■ **Some records**:
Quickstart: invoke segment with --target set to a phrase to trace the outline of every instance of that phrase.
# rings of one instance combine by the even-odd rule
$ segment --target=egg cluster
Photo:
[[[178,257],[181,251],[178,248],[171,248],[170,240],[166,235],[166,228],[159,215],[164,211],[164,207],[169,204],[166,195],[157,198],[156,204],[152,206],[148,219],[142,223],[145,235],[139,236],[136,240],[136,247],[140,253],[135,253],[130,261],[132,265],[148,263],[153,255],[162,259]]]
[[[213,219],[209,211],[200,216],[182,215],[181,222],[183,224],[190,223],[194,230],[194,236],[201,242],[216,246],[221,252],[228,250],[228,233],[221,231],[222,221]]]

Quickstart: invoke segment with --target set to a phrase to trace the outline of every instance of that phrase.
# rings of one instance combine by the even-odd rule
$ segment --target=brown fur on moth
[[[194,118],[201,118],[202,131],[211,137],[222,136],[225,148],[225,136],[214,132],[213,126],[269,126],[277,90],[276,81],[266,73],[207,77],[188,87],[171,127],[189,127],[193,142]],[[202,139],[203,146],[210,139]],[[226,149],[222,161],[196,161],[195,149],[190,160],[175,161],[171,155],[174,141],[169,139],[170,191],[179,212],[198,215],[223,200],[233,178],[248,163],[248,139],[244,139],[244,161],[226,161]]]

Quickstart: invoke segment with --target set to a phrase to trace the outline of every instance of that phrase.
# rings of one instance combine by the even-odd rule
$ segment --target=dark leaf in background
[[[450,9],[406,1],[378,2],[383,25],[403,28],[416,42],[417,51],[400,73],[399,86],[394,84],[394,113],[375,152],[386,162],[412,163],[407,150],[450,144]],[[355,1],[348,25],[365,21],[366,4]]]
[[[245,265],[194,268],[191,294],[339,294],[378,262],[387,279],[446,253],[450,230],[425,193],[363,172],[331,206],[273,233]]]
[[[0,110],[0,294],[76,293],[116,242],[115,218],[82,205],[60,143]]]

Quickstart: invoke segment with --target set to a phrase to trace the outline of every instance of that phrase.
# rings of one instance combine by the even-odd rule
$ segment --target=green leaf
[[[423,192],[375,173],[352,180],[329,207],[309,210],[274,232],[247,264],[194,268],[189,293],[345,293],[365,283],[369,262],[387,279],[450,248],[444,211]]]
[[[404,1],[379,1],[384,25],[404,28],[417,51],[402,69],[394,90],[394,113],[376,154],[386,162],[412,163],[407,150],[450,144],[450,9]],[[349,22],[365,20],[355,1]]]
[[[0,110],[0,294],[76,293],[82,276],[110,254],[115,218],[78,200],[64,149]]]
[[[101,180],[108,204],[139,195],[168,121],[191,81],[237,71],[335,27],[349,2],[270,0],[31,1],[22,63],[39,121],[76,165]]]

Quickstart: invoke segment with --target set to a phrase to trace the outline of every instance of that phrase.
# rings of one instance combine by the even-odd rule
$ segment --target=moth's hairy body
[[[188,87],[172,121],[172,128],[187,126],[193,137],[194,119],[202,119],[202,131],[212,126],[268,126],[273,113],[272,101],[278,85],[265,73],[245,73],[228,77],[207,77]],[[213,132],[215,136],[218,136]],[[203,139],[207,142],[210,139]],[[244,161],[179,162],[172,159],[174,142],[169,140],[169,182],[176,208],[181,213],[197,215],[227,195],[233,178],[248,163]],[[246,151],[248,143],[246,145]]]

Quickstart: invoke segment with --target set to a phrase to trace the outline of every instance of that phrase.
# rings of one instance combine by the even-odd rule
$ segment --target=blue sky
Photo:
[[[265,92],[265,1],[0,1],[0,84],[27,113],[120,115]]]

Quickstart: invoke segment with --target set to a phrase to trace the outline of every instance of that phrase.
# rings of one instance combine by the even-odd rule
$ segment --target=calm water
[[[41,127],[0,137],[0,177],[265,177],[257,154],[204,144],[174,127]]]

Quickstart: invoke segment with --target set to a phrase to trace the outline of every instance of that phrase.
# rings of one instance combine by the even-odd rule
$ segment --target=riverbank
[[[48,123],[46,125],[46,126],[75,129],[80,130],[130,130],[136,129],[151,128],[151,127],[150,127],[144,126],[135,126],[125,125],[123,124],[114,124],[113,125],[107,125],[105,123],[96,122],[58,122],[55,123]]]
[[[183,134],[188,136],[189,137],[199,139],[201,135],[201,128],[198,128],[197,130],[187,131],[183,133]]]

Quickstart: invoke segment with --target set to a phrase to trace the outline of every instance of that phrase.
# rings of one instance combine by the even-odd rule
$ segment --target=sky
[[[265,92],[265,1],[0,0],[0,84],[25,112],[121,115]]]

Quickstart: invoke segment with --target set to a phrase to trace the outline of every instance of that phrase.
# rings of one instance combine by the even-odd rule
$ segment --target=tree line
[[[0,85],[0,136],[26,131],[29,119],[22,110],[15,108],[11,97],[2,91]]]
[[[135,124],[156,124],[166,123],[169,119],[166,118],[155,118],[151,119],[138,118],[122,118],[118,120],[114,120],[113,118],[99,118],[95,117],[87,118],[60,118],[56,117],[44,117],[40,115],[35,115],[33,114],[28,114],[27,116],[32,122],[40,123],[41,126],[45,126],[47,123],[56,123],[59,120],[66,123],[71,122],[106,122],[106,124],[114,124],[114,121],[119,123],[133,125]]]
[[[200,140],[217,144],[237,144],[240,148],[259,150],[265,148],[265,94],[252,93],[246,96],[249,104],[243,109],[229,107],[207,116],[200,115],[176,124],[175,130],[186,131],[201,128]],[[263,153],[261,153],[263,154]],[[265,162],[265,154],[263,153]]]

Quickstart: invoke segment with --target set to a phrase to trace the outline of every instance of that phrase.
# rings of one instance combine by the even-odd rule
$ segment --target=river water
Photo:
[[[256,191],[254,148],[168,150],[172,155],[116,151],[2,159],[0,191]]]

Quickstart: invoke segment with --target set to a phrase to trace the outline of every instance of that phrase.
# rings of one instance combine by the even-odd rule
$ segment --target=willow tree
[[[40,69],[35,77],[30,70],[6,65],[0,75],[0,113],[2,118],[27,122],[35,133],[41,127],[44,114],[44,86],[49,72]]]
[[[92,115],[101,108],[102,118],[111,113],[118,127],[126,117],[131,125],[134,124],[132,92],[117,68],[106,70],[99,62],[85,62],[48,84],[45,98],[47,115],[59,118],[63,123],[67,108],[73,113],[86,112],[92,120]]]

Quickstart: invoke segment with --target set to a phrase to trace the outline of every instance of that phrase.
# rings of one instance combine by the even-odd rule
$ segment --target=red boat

■ **What to work on**: Extract the complete set of records unchanged.

■ **The output**:
Quickstart: invoke segment with --target set to a phrase to trace the outline of every instance of that phrase.
# rings of one instance combine by the even-odd rule
$ segment --target=egg cluster
Photo:
[[[178,257],[181,251],[178,248],[171,248],[170,240],[166,235],[166,228],[159,215],[164,211],[164,207],[169,204],[166,195],[157,198],[156,204],[152,206],[148,219],[142,223],[145,235],[139,236],[136,240],[136,247],[140,253],[135,253],[130,261],[132,265],[148,263],[153,255],[162,259]]]
[[[213,219],[209,211],[200,216],[182,215],[181,222],[183,224],[190,223],[194,230],[194,236],[201,242],[216,246],[221,252],[228,250],[228,233],[221,231],[222,221]]]

Quickstart: invoke segment with --target set to a phrase to trace the outline of every instance of that phrase.
# rings of one instance combine by the even-odd rule
$ segment --target=brown fur on moth
[[[194,118],[201,118],[202,131],[211,137],[222,136],[225,148],[225,136],[214,132],[213,126],[269,126],[277,90],[276,81],[266,73],[207,77],[188,87],[171,127],[189,127],[193,142]],[[202,139],[203,146],[210,139]],[[226,149],[222,161],[196,161],[195,149],[190,160],[175,161],[171,155],[174,141],[169,139],[170,191],[179,212],[198,215],[223,200],[233,178],[248,163],[248,139],[244,139],[244,161],[226,161]]]

Quickstart: invoke segment with --target set to a phrase to trace the outline of every instance of that phrase.
# rings of one instance combine by the even-odd rule
$ segment --target=dark leaf in background
[[[450,9],[406,1],[378,2],[383,25],[403,28],[416,42],[417,51],[400,73],[399,86],[394,84],[394,113],[375,152],[386,162],[412,163],[407,150],[450,144]],[[355,1],[348,25],[365,21],[366,4]]]
[[[245,265],[194,268],[191,294],[339,294],[378,262],[387,279],[446,253],[450,230],[425,193],[363,172],[331,206],[273,233]]]
[[[0,110],[0,294],[76,293],[116,242],[115,218],[82,205],[60,143]]]

Quickstart: invoke segment with --target set to a phrase to trace the outline of every instance of that phrase.
# rings of one instance combine by the even-odd rule
$ segment --target=green leaf
[[[423,192],[375,173],[352,180],[329,207],[309,210],[274,232],[247,264],[194,268],[189,293],[345,293],[365,283],[369,262],[387,279],[450,248],[444,211]]]
[[[404,1],[379,1],[384,25],[404,28],[417,51],[402,69],[394,90],[394,113],[376,154],[386,162],[412,163],[407,150],[450,144],[450,9]],[[349,22],[365,20],[355,1]]]
[[[0,110],[0,294],[76,293],[82,276],[110,254],[115,218],[78,200],[64,149]]]
[[[101,180],[108,204],[139,195],[168,121],[191,81],[237,71],[335,27],[349,2],[270,0],[31,1],[22,63],[39,121],[76,165]]]

Quickstart: invoke segment with --target set to a phrase to trace the outline of every instance of that phrase.
# rings of one instance combine by the even-odd rule
$ segment --target=moth's hairy body
[[[188,87],[172,121],[172,128],[187,126],[193,137],[194,119],[202,119],[202,131],[212,126],[268,126],[273,113],[272,101],[278,85],[265,73],[245,73],[228,77],[207,77]],[[213,132],[215,136],[218,136]],[[203,139],[207,142],[210,139]],[[244,161],[179,162],[172,159],[174,142],[169,140],[169,182],[176,208],[181,213],[197,215],[227,195],[233,178],[248,163]],[[246,151],[248,143],[246,145]]]

Quickstart: invoke segment with --target set to a phrase to trace the outline of every instance of that phrase.
# rings of one instance combine by the even-odd rule
$ segment --target=blue sky
Photo:
[[[265,92],[265,1],[0,1],[0,84],[27,113],[120,115]]]

Quickstart: invoke segment with --target set to a phrase to trace the outline of every instance of that phrase.
# rings of one instance combine by the even-odd rule
$ segment --target=calm water
[[[41,127],[0,137],[0,177],[265,177],[257,154],[204,144],[174,127]]]

Quickstart: invoke segment with --target set to a phrase to trace the outline of every instance of that phrase.
# rings of one instance combine by the even-odd rule
$ segment --target=riverbank
[[[48,123],[46,125],[46,126],[75,129],[80,130],[130,130],[136,129],[151,128],[151,127],[150,127],[144,126],[135,126],[125,125],[123,124],[114,124],[113,125],[107,125],[105,123],[96,122],[58,122],[55,123]]]
[[[183,134],[188,136],[189,137],[199,139],[201,135],[201,128],[198,128],[197,130],[187,131],[183,133]]]

Quickstart: invoke segment with --target set to a phrase to trace the outline of every instance of that phrase.
# rings of one instance combine by the even-odd rule
$ segment --target=sky
[[[265,92],[265,1],[0,0],[0,84],[25,112],[121,115]]]

Quickstart: invoke segment with --target set to a phrase to trace the outline of every instance of that phrase.
# rings of one instance combine by the even-odd rule
$ segment --target=tree line
[[[0,85],[0,136],[26,131],[29,119],[22,110],[15,108],[11,97],[2,91]]]
[[[135,124],[156,124],[166,123],[169,119],[166,118],[155,118],[151,119],[138,118],[122,118],[118,120],[114,120],[113,118],[99,118],[95,117],[87,118],[60,118],[56,117],[44,117],[40,115],[35,115],[33,114],[28,114],[27,116],[32,122],[40,123],[41,126],[45,126],[47,123],[56,123],[59,120],[66,123],[71,122],[106,122],[106,124],[114,124],[114,121],[119,123],[133,125]]]
[[[200,140],[217,144],[237,144],[240,148],[259,150],[265,148],[265,94],[252,93],[246,96],[249,104],[243,109],[229,107],[207,116],[200,115],[176,124],[175,130],[186,131],[201,128]],[[263,153],[261,153],[263,154]],[[265,162],[265,154],[263,153]]]

Quickstart: invoke segment with --target set to a phrase to trace the outline of every instance of that phrase.
# rings of one instance combine by the even-odd rule
$ segment --target=river water
Photo:
[[[256,191],[254,148],[168,150],[172,155],[116,151],[2,159],[0,191]]]

Quickstart: invoke segment with --target set to a phrase to trace the outline of every instance of that phrase.
# rings of one instance combine by the even-odd rule
$ segment --target=willow tree
[[[40,69],[35,77],[30,70],[6,65],[0,75],[0,113],[2,118],[27,122],[35,133],[41,127],[44,114],[44,86],[49,72]]]
[[[92,115],[101,108],[102,118],[111,113],[118,127],[126,117],[131,125],[134,124],[132,92],[117,68],[106,70],[99,62],[85,62],[48,84],[45,98],[47,115],[59,118],[63,123],[67,108],[73,113],[86,112],[92,120]]]

Quickstart: invoke segment with --target set to a phrase to trace the outline of every instance of that phrase.
# rings of one instance combine by the even-odd rule
$ segment --target=red boat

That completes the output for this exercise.